#### What the task requires
Every entry must appear in the answer exactly as written.

#### Recorded data

■ ■ ■ ■ ■ ■ ■

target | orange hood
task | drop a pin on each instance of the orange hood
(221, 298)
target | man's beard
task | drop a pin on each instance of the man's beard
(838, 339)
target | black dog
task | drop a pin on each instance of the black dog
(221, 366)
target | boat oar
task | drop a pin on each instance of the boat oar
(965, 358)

■ ■ ■ ■ ■ ■ ■

#### Output
target | orange hood
task | drop a pin on each instance of the orange hood
(221, 298)
target | man's beard
task | drop a pin on each instance of the man's beard
(838, 339)
target | black dog
task | drop a pin on each instance of the black dog
(221, 366)
target | boat oar
task | drop a pin on each instance of the boat oar
(965, 358)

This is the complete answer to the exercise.